===== Text to read

Currently, the CVM-Tools support vertex-based values.

Coordinate Systems#

Earth models are often defined on a geographic grid that follows lines of constant latitude and longitude. However, for some models, a projected coordinate system, such as UTM, is preferred because it results in less local distortion. CVM primary formats use an extended netCDF format that includes both the projected coordinate system variables and the geographic latitude and longitude variables.

The primary coordinate system defines the coordinate system under which the model is described (geographic or UTM). This ensures consistency and clarity in the representation of spatial data. When setting up your netCDF file, specify the primary coordinate system to match the model’s defined system.

Defining an auxiliary coordinate system is optional but offers several advantages:

  • Enhanced Versatility: Provides additional spatial context, allowing data to be interpreted in multiple coordinate systems.

  • Improved Data Analysis: Facilitates comparisons and transformations between different projections, aiding in more comprehensive analysis.

  • Consistency: Ensures that various spatial datasets can be accurately integrated, maintaining consistency in geospatial representations.

==========
===== Data provided

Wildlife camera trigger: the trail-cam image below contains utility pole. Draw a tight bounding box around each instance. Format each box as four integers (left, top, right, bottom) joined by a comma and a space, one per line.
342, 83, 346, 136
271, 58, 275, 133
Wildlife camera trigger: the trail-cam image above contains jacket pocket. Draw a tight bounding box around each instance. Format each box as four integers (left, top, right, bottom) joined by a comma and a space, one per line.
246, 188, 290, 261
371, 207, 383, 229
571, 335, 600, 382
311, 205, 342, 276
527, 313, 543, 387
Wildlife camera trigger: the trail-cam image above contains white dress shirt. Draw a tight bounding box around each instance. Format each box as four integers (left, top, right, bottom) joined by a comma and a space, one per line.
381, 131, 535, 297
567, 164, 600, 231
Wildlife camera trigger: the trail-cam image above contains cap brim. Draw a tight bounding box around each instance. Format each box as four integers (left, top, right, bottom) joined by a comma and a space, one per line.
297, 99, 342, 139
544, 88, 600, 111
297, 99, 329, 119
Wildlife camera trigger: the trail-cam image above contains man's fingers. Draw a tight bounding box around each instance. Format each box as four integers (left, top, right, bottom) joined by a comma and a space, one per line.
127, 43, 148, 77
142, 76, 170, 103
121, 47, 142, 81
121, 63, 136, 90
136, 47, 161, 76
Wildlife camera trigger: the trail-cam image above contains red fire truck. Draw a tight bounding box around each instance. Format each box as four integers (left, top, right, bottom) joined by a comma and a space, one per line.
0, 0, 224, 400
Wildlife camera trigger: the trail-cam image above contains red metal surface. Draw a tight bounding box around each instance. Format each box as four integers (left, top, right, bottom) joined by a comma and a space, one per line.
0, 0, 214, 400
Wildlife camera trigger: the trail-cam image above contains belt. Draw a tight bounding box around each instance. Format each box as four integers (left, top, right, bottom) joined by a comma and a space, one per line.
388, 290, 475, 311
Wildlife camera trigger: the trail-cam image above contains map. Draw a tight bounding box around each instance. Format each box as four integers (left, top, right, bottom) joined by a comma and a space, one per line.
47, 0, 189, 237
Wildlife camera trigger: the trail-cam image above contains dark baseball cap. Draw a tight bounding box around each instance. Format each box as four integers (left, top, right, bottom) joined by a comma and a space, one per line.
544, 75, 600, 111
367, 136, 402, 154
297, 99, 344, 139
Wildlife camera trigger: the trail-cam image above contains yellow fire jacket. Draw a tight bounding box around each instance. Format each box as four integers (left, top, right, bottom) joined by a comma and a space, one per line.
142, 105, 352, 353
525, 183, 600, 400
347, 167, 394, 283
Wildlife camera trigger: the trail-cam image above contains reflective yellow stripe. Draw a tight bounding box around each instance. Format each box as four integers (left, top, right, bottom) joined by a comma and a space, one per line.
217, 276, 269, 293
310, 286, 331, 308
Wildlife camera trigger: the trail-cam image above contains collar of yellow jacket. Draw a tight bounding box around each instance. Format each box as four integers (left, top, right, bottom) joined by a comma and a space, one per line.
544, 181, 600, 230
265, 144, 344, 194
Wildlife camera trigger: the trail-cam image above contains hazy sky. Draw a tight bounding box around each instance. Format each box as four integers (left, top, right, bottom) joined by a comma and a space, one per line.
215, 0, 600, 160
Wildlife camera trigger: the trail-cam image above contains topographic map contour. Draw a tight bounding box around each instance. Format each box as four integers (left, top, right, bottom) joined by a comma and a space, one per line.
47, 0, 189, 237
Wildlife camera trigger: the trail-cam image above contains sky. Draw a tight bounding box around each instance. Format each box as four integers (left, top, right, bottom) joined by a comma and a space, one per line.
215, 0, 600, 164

==========

* [Actions to take]
1. Write out the coordinate systems text, starting at "Earth models are" and ending at "and longitude variables.".
2. According to the coordinate systems text, why is a projected coordinate system such as UTM preferred for some Earth models?
3. Extend the coordinate systems text, picking up after its final sentence.
These dataset entries come from a separate source.

* [Answers by task]
1.
Earth models are often defined on a geographic grid that follows lines of constant latitude and longitude. However, for some models, a projected coordinate system, such as UTM, is preferred because it results in less local distortion. CVM primary formats use an extended netCDF format that includes both the projected coordinate system variables and the geographic latitude and longitude variables.

2. It results in less local distortion.

3.
  • User Flexibility: Users can select the most appropriate coordinate system for their specific application, enhancing usability and flexibility.

These benefits collectively improve the robustness and usability of geospatial data stored in netCDF files.

For the primary coordinate systems, the variables should be:

Geographic Coordinate System

Projected UTM Coordinates

longitude and latitude

x and y

If the primary coordinate variables are longitude and latitude, the auxiliary coordinates will be UTM’s easting and northing. Conversely, if the primary coordinate system is UTM, the primary coordinate variables will be x and y (representing UTM easting and northing values, respectively), and the auxiliary coordinates will be the geographic longitudeand latitude variables. .